------ Extrait de page ------
Nous souhaitons pour cette dernière Inspiration du lundi de l’année vous envoyer de la lumière ! Nous sommes particulièrement en quête de lumière … en ces mois d’automne où la lumière se fait plus rare, où les rayons du soleil ont du mal à percer à travers les nuages dans les quelques heures du jour qui lui sont données, … mais aussi avec cette crise sanitaire qui n’en finit pas et qui multiplie les incertitudes dans nos vies.
Pourtant ces jours sont marqués par la lumière : lumières des mains tendues et d’une créativité inouïe pour diminuer les effets de la crise, lumières des fêtes de fin d’année qui scintillent dans nos rues, lumières d’Hanouka pour les Juifs avec une nouvelle bougie allumée chaque soir pendant 8 jours pour commémorer le Temple de Jérusalem reconquis et l’huile sainte retrouvée, lumière de Noël du petit enfant de la crèche pour les Chrétiens, Dieu qui vient prendre la condition d’Homme pour accompagner chacun, lumière d’espérance qui s’offre à l’humanité.
Cette lumière qui semble manquer est autour de nous et en chacun de nous : rappelons-nous le jeu de la lumière avec les nuages ou la nature animant d’une manière totalement inédite ce paysage familier, rappelons-nous aussi cette lueur dans le regard d’un être aimé irradiant tout notre être. Explorons enfin à l’intérieur de nous-mêmes les sources jaillissantes qui nous donnent paix et joie.
Voilà les invitations des différents auteurs et artistes choisis cette semaine.
Beau voyage et joyeuses fêtes de fin d’année à tous ! Que 2021 soit lumineuse pour chacune et chacun !
S’inspirer par l’art pour trouver la lumière
Louis-Paul Crétenet, artiste français, vit la peinture comme une catharsis et a fait de cet art une passion.
Découvrez son travail, sur la lumière, l’architecture ou encore les marines, avec des techniques et supports variés.
Respirer par la poésie…
À la lumière
Dans l’essaim nébuleux des constellations,
Ô toi qui naquis la première,
Ô nourrice des fleurs et des fruits, ô Lumière,
Blanche mère des visions,
Tu nous viens du soleil à travers les doux voiles
Des vapeurs flottantes dans l’air :
La vie alors s’anime et, sous ton frisson clair,
Sourit, ô fille des étoiles !
------ Données fournies ------
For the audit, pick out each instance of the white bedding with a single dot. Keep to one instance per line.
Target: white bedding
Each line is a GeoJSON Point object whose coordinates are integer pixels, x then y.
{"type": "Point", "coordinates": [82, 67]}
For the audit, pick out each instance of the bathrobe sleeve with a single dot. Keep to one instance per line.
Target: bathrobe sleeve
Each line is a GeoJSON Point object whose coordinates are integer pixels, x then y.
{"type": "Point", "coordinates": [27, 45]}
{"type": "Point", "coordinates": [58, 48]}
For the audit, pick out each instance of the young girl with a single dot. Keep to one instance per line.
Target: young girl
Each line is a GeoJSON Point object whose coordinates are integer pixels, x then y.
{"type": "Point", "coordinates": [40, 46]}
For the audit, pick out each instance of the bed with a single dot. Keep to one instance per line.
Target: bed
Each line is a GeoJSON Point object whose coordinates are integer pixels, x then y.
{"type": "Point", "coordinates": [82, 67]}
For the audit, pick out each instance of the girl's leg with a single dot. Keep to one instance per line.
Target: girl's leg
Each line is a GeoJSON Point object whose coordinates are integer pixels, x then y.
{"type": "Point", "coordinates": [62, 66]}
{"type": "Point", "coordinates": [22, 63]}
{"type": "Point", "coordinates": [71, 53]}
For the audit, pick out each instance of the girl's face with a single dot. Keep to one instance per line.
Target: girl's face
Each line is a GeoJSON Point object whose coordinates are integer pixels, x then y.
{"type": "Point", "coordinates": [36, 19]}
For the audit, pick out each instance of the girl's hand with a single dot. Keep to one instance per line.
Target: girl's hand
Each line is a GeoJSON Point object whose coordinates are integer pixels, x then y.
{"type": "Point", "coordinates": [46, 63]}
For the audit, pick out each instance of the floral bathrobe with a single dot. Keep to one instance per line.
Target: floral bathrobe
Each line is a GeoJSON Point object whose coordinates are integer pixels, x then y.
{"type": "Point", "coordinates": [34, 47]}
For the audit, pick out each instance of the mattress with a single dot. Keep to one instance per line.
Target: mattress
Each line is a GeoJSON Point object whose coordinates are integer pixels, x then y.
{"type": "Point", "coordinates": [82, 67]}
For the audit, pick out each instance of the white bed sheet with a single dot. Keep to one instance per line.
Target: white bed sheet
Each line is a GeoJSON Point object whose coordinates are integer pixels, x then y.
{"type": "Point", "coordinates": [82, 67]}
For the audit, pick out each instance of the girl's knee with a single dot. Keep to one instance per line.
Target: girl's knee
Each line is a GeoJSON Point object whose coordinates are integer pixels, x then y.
------
Consignes:
**a)** Recopiez à l'identique le passage du texte sur la lumière qui va de « Beau voyage et » jusqu'à « des étoiles ! ».
**b)** D'après le texte sur la lumière, comment Louis-Paul Crétenet vit-il la peinture ?
**c)** Rédigez la suite du texte sur la lumière à partir de son dernier vers.

Réponses par consigne:
**a)**
Beau voyage et joyeuses fêtes de fin d’année à tous ! Que 2021 soit lumineuse pour chacune et chacun !
S’inspirer par l’art pour trouver la lumière
Louis-Paul Crétenet, artiste français, vit la peinture comme une catharsis et a fait de cet art une passion.
Découvrez son travail, sur la lumière, l’architecture ou encore les marines, avec des techniques et supports variés.
Respirer par la poésie…
À la lumière
Dans l’essaim nébuleux des constellations,
Ô toi qui naquis la première,
Ô nourrice des fleurs et des fruits, ô Lumière,
Blanche mère des visions,
Tu nous viens du soleil à travers les doux voiles
Des vapeurs flottantes dans l’air :
La vie alors s’anime et, sous ton frisson clair,
Sourit, ô fille des étoiles !

**b)** Il vit la peinture comme une catharsis.

**c)**
Salut ! car avant toi les choses n’étaient pas.
Salut ! douce ; salut ! puissante.
Salut ! de mes regards conductrice innocente
Et conseillère de mes pas.
Par toi sont les couleurs et les formes divines,
Par toi, tout ce que nous aimons.
Tu fais briller la neige à la cime des monts,
Tu charmes le bord des ravines.
Tu fais sous le ciel bleu fleurir les colibris
Dans les parfums et la rosée ;
Et la grâce décente avec toi s’est posée
Sur les choses que tu chéris.
Le matin est joyeux de tes bonnes caresses ;
Tu donnes aux nuits la douceur,
Aux bois l’ombre mouvante et la molle épaisseur
Que cherchent les jeunes tendresses.
Par toi la mer profonde a de vivantes fleurs
Et de blonds nageurs que tu dores.
Au ciel humide encore et pur, tes météores
Prêtent l’éclat des sept couleurs.
Lumière, c’est par toi que les femmes sont belles
Sous ton vêtement glorieux ;
Et tes chères clartés, en passant par leurs yeux,
Versent des délices nouvelles.
Leurs oreilles te font un trône oriental
Où tu brilles dans une gemme,
Et partout où tu luis, tu restes, toi que j’aime,
Vierge comme en ton jour natal.
Sois ma force, ô Lumière ! et puissent mes pensées,
Belles et simples comme toi,
Dans la grâce et la paix, dérouler sous ta foi
Leurs formes toujours cadencées !
Donne à mes yeux heureux de voir longtemps encor,
En une volupté sereine,
La Beauté se dressant marcher comme une reine
Sous ta chaste couronne d’or.
Et, lorsque dans son sein la Nature des choses
Formera mes destins futurs,
Reviens baigner, reviens nourrir de tes flots purs
Mes nouvelles métamorphoses.
Anatole France (1844-1924)
La nuit n’est jamais complète.
Il y a toujours puisque je le dis,
Puisque je l’affirme,
Au bout du chagrin,
une fenêtre ouverte,
une fenêtre éclairée.
Il y a toujours un rêve qui veille,
désir à combler,
faim à satisfaire,
un cœur généreux,
une main tendue,
une main ouverte,
des yeux attentifs,
une vie : la vie à se partager.
Paul Éluard (1895-1952)
…la littérature…
L’étincelle qui sort de la pierre, la pâleur de la lune, la rougeur du soleil, les étoiles qui scintillent, les comètes qui flamboient, tout cela c’est la lumière, essence unique qui a des modalités différentes (…) (p. 237)
Sa vie est obscure. À la surface, triste pour les autres et pour lui-même, elle s’écoule dans la monotonie des mêmes travaux et des mêmes contemplations solitaires ; rien ne la recrée ni la soutient, elle paraît rude et dure, elle est froide au regard ; mais elle resplendit à l’intérieur de clartés magiques et de flamboiements voluptueux ; c’est l’azur d’un ciel d’Orient tout pénétré de soleil. (p. 278)
Gustave Flaubert, La première éducation sentimentale, Seuil, Paris, 1963
La flamme de vie de l’être qui fleurit est une tension vers le monde de la pure lumière.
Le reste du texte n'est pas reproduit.